» WORK ORDER
With the line containing "target | plowed snow bank" as the start and the line containing "target | snow-covered ground" as the end, transcribe that span of the entries below exactly, including both.

[Stored entries]
____________

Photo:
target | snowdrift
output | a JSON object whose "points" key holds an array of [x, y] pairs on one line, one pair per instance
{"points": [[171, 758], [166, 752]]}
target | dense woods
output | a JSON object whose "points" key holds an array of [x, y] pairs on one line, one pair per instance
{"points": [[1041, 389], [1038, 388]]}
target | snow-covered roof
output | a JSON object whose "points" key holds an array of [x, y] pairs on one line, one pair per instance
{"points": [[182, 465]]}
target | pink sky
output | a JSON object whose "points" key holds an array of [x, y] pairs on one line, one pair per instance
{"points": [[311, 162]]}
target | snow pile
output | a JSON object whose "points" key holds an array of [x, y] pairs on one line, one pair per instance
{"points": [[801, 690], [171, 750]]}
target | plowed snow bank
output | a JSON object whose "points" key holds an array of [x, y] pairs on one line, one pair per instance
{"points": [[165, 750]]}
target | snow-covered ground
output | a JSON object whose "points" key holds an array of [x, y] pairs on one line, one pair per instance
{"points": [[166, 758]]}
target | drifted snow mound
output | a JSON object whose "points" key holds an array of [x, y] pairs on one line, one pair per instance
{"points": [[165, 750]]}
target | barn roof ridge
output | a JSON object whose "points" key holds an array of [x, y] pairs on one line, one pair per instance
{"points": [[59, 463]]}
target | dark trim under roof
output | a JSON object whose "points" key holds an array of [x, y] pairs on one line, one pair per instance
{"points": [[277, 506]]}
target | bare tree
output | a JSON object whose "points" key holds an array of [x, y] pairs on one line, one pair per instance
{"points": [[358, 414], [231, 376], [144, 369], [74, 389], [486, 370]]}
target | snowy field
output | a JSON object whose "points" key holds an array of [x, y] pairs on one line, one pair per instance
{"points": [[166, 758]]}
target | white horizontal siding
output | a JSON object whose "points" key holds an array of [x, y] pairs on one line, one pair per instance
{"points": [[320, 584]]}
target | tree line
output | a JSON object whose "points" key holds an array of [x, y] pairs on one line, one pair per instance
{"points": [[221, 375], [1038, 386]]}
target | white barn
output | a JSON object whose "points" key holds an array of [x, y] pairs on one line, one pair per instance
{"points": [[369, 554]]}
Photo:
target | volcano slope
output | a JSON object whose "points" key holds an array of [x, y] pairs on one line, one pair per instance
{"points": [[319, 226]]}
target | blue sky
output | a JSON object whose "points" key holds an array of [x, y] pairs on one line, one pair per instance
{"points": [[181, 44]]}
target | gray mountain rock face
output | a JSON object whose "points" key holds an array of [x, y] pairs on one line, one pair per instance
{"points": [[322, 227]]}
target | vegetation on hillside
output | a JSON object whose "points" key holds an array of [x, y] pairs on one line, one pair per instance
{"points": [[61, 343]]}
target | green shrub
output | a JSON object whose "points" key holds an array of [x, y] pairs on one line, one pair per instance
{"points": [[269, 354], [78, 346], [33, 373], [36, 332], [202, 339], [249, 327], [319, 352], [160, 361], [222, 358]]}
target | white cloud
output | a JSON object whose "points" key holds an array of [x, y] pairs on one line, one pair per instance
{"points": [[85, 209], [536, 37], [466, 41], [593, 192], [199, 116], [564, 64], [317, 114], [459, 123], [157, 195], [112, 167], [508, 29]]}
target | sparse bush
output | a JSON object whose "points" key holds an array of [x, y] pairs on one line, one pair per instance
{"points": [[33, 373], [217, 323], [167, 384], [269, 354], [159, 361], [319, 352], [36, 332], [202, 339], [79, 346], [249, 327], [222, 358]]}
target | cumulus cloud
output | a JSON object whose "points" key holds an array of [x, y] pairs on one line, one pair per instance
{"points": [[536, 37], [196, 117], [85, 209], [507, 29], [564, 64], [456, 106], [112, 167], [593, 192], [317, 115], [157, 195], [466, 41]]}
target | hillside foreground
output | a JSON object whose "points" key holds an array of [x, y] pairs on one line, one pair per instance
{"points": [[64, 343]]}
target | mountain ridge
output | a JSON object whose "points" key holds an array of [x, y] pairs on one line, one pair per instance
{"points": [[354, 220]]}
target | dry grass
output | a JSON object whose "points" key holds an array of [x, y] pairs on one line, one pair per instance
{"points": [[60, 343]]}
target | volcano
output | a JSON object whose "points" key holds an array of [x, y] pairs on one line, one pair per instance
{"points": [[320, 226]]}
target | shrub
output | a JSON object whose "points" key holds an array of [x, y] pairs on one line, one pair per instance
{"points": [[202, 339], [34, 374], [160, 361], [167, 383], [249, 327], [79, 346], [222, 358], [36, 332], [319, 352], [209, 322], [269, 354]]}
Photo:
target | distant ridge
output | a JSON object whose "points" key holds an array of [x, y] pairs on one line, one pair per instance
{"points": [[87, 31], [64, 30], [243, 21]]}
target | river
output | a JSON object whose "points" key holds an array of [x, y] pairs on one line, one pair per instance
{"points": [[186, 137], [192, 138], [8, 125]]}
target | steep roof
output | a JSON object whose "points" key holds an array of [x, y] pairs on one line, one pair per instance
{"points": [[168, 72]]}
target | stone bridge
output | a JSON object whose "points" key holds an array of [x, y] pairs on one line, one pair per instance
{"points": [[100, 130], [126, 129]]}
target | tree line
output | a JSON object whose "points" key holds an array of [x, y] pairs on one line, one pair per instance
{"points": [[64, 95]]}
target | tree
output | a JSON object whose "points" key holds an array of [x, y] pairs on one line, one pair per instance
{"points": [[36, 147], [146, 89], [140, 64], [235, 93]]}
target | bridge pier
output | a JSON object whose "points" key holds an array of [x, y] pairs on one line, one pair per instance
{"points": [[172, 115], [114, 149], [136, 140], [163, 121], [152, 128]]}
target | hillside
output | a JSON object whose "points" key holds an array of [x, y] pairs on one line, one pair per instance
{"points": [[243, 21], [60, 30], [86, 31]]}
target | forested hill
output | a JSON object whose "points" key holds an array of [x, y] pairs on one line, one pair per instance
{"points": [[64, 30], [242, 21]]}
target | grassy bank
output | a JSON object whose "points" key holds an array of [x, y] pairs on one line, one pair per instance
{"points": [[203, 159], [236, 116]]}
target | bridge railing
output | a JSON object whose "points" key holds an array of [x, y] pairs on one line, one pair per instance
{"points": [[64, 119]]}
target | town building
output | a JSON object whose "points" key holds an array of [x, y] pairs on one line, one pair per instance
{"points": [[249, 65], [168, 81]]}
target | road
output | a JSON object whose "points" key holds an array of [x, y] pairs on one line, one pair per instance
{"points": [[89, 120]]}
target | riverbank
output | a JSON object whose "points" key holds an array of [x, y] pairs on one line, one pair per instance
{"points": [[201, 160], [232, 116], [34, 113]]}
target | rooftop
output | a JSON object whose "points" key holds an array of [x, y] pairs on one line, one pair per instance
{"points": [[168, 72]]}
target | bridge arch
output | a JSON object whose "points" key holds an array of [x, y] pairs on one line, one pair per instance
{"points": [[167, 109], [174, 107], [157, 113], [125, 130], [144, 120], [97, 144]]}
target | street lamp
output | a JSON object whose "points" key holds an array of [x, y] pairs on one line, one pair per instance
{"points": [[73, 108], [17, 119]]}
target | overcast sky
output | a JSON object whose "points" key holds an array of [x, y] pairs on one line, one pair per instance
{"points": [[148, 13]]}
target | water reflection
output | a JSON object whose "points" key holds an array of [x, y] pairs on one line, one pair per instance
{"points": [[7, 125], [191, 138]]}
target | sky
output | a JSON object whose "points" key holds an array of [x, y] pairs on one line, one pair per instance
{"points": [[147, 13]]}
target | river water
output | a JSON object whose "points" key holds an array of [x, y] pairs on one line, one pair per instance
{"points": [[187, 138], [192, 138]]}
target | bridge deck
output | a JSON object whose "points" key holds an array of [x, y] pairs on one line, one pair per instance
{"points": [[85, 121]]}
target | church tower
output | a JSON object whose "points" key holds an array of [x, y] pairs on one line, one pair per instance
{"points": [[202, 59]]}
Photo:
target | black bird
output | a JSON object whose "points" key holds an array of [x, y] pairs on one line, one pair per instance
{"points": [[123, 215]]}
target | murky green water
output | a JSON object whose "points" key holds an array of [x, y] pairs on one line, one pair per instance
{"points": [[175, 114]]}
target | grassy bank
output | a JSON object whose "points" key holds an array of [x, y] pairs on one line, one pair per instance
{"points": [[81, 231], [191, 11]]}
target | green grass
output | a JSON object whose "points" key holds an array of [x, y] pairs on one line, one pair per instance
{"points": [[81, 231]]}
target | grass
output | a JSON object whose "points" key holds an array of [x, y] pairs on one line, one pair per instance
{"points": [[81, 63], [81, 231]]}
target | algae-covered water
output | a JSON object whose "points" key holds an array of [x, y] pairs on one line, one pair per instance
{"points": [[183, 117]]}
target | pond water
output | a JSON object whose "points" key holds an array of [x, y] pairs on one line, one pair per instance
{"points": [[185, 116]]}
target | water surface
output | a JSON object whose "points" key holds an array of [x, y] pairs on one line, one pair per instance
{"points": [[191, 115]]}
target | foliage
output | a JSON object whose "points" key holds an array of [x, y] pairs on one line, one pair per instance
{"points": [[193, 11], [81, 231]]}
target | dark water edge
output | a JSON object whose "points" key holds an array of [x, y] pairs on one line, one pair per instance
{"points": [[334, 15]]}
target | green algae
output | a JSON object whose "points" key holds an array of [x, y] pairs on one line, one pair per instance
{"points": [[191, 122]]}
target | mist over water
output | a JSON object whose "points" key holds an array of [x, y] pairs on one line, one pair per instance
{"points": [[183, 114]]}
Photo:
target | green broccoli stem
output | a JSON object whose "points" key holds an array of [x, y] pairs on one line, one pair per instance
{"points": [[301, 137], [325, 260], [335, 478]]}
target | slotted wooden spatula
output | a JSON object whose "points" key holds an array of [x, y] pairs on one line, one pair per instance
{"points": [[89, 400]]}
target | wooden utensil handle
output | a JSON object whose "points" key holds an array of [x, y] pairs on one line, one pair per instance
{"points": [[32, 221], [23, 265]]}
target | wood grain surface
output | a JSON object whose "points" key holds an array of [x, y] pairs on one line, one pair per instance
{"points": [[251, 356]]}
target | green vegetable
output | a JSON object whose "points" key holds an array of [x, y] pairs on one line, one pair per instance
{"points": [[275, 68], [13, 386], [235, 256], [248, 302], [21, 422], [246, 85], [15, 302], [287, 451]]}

____________

» ANSWER TO THE EXERCISE
target | plowed snow bank
output | a JSON object whose "points" key holds an array of [x, y] pairs on one line, one pair per instance
{"points": [[165, 750]]}
target | snow-covered ground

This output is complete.